Data for processing
□ □ □ □ □
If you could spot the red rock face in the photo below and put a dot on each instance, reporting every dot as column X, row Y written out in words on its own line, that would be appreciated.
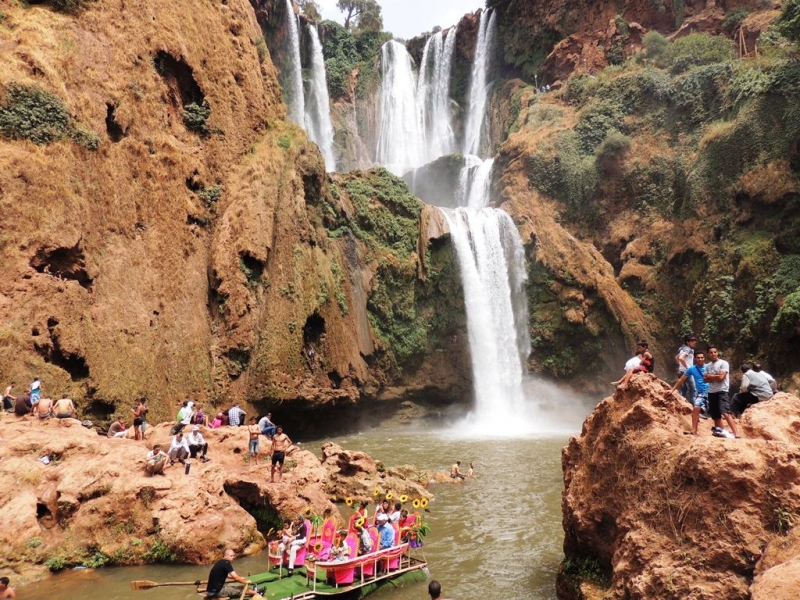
□ □ □ □ □
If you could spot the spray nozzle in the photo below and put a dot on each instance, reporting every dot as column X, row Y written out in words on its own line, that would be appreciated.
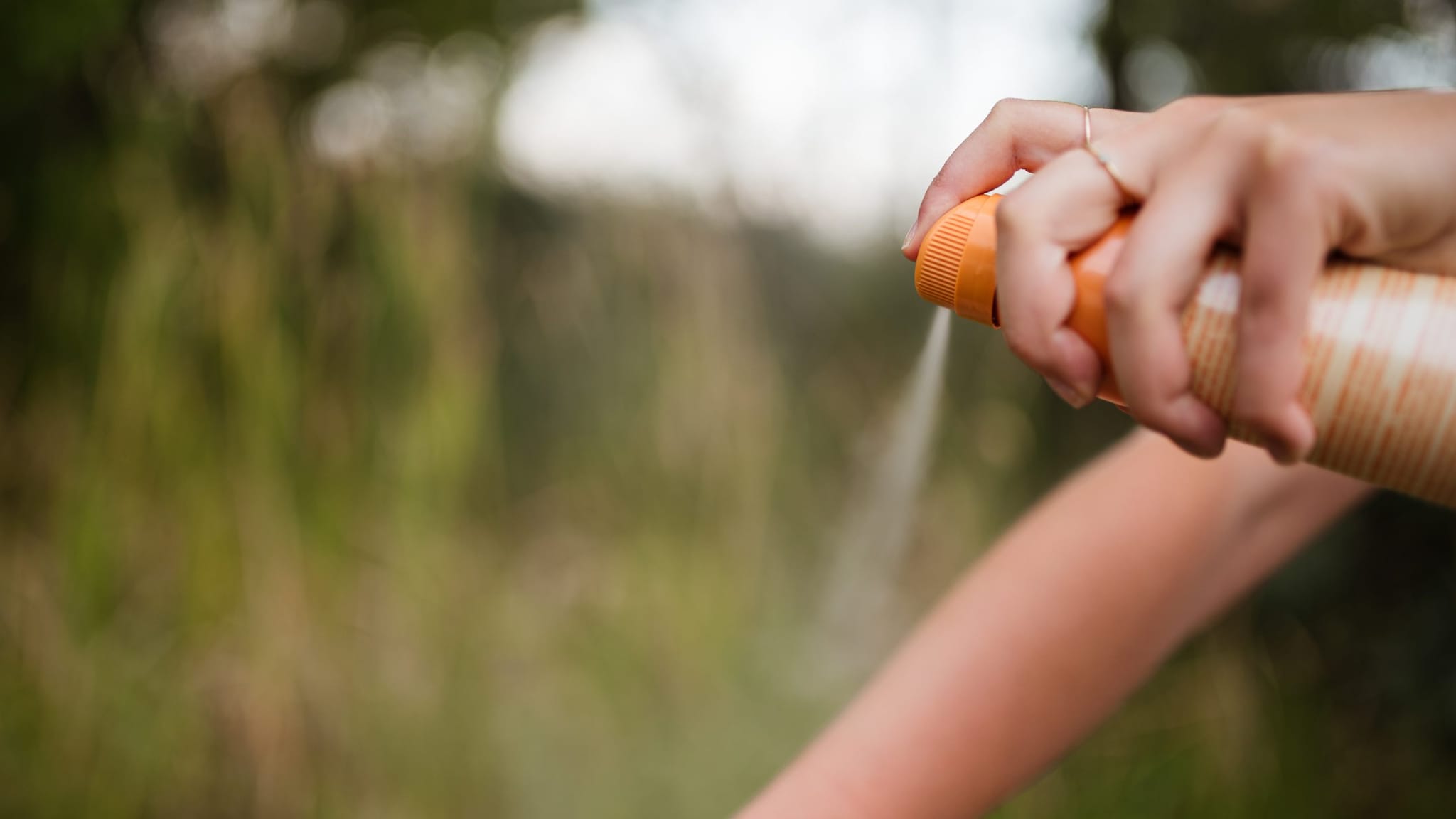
□ □ □ □ □
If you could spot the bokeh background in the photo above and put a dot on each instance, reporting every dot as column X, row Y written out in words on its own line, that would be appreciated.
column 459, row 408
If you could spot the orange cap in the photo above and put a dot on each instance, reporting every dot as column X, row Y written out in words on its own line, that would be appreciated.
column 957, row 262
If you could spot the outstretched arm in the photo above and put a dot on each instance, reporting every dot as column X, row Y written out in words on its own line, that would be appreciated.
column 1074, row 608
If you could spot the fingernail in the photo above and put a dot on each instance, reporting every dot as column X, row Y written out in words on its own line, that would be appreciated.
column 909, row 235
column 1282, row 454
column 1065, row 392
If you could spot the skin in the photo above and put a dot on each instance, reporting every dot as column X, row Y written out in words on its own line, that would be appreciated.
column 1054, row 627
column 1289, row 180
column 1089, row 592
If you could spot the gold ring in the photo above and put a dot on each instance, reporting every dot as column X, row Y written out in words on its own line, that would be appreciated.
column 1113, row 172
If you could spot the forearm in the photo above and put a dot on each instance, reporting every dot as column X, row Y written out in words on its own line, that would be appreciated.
□ □ □ □ □
Assignment
The stretch of entries above that starts with the line containing "If you could spot the gold" and goes on through the line containing "If you could spot the forearm" is to be transcribed exactly, and no other line is to be transcribed.

Answer section
If you could spot the gold ring in the photo above and put a dot on each instance, reporting every dot as column X, row Y written out in words on its own line, that would be appreciated.
column 1113, row 172
If you could spot the forearm in the photo above and put a dot on each instance, reporting every dot as column X, row Y written out in words on its own line, that would be appreciated.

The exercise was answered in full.